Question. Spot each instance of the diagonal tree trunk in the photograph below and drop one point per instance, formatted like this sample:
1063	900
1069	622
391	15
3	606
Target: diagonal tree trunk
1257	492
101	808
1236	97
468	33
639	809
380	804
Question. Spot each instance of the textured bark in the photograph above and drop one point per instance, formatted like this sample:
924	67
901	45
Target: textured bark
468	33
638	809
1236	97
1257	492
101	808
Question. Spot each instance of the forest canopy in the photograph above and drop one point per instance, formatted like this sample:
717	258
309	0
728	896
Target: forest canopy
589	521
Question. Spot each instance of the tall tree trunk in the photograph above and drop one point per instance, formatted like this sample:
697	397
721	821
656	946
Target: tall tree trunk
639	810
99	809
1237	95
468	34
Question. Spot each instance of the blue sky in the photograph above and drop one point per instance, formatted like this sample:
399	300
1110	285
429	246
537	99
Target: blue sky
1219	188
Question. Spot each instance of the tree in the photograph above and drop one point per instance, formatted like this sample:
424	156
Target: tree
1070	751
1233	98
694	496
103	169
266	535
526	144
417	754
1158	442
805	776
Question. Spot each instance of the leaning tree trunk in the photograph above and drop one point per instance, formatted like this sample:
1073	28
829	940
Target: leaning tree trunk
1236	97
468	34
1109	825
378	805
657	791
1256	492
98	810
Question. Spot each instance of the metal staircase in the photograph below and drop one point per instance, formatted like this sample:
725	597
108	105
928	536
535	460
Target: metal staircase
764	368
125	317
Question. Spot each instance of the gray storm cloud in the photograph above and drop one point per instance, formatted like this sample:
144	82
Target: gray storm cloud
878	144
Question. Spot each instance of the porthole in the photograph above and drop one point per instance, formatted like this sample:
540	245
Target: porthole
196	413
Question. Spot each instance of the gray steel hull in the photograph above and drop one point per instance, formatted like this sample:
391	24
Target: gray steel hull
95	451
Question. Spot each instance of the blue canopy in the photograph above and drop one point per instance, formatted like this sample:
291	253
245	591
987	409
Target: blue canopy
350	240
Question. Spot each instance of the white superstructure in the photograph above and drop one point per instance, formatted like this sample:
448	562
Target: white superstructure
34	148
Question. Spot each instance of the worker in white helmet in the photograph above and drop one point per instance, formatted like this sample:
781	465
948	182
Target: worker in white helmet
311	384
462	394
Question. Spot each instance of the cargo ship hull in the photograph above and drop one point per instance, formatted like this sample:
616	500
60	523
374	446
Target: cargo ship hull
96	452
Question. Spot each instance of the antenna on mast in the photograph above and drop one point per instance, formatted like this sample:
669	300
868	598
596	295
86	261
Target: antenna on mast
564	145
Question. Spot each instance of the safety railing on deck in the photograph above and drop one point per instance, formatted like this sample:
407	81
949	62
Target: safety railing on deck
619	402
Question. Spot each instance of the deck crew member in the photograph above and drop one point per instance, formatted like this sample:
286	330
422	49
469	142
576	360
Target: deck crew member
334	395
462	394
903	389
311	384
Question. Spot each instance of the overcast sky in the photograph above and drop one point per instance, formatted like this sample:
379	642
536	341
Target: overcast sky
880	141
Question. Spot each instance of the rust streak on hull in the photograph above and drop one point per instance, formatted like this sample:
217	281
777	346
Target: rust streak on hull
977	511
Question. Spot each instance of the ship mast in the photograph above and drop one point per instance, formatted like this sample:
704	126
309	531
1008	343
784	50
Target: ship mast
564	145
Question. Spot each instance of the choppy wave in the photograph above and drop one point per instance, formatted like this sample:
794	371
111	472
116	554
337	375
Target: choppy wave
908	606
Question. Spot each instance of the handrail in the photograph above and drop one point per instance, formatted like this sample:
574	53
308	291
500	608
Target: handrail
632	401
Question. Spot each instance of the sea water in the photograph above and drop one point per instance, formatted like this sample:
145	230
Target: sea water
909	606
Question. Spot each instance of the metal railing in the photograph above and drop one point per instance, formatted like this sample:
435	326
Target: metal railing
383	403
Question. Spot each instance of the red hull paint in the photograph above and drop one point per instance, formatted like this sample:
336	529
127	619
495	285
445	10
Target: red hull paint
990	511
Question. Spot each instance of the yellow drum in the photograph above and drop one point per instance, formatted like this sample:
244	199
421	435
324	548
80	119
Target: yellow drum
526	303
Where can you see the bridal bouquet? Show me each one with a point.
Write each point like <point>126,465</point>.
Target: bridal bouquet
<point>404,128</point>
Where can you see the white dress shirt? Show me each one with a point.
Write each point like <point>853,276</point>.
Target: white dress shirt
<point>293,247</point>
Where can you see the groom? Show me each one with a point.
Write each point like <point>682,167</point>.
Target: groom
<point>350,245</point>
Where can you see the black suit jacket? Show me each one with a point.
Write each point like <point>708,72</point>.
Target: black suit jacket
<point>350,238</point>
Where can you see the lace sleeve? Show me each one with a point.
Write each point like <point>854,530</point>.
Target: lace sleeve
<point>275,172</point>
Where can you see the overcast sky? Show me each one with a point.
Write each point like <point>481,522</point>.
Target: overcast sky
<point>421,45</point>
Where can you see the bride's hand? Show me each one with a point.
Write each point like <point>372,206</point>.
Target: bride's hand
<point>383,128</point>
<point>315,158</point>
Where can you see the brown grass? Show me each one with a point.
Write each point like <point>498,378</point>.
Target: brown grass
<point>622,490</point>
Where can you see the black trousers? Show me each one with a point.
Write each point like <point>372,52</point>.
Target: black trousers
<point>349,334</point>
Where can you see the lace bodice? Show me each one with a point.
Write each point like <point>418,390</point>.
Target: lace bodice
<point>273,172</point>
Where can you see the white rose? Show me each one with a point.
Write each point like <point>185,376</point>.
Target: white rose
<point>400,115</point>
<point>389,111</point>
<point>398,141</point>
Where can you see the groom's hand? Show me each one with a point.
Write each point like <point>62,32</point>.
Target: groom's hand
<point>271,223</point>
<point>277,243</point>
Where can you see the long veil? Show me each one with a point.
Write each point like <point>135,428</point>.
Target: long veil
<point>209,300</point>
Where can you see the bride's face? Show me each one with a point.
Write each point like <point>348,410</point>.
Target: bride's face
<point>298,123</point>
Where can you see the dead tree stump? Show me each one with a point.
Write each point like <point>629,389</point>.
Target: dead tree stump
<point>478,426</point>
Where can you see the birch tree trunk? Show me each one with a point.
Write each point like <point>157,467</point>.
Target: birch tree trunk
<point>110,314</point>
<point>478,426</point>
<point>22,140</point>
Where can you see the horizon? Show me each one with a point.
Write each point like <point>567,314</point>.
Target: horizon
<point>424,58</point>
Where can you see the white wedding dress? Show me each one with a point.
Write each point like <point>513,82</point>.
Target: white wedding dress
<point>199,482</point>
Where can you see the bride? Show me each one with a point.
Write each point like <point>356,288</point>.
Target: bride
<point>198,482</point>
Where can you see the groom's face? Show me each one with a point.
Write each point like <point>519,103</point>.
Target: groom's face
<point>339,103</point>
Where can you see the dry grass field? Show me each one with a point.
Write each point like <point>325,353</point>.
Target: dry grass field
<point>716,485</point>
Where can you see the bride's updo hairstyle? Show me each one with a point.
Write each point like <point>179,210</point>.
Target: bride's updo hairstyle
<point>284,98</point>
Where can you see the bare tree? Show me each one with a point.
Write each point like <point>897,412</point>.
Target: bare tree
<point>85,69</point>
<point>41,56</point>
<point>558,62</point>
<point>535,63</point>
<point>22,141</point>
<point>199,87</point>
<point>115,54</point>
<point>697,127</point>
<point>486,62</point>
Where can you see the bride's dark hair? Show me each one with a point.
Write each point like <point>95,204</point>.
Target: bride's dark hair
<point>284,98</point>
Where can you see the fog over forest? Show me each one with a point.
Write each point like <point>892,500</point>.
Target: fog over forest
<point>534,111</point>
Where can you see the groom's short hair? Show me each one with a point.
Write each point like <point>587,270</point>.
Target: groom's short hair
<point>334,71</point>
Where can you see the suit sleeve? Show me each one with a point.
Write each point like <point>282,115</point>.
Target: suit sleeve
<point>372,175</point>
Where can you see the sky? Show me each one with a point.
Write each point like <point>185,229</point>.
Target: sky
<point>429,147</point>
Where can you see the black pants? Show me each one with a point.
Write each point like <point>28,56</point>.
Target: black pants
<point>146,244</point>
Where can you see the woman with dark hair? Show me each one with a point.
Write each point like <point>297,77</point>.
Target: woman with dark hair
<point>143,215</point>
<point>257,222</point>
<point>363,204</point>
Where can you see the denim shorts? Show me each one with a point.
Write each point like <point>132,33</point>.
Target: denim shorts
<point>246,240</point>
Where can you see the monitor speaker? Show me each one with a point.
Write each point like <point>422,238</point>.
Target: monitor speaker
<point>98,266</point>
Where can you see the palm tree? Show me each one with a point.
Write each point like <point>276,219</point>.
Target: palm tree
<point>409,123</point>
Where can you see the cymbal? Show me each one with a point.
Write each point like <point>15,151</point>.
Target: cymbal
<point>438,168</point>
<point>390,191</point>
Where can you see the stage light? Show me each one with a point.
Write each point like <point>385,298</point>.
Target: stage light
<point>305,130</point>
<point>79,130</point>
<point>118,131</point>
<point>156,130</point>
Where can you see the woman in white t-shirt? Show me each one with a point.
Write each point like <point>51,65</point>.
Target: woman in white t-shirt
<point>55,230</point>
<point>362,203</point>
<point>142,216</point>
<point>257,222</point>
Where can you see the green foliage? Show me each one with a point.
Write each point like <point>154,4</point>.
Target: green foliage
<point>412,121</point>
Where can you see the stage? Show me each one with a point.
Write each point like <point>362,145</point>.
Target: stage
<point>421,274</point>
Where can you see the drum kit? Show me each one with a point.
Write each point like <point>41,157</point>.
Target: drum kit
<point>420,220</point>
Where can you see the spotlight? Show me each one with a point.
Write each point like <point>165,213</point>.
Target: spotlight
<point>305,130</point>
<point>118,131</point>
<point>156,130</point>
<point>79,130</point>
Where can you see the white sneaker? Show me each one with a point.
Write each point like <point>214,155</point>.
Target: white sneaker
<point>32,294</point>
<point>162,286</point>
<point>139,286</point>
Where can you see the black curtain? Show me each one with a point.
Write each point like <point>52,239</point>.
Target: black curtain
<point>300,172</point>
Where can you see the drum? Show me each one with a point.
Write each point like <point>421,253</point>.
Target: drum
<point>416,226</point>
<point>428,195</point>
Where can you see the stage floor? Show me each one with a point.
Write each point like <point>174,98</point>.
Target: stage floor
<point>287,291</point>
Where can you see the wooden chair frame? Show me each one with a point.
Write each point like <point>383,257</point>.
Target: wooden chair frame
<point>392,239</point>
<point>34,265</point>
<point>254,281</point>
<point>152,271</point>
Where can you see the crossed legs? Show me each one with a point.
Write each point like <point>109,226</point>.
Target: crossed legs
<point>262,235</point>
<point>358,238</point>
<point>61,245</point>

════════

• **PROMPT**: Work out how many lines above include the string "below", then give that number alone.

• **YOUR SOLUTION**: 2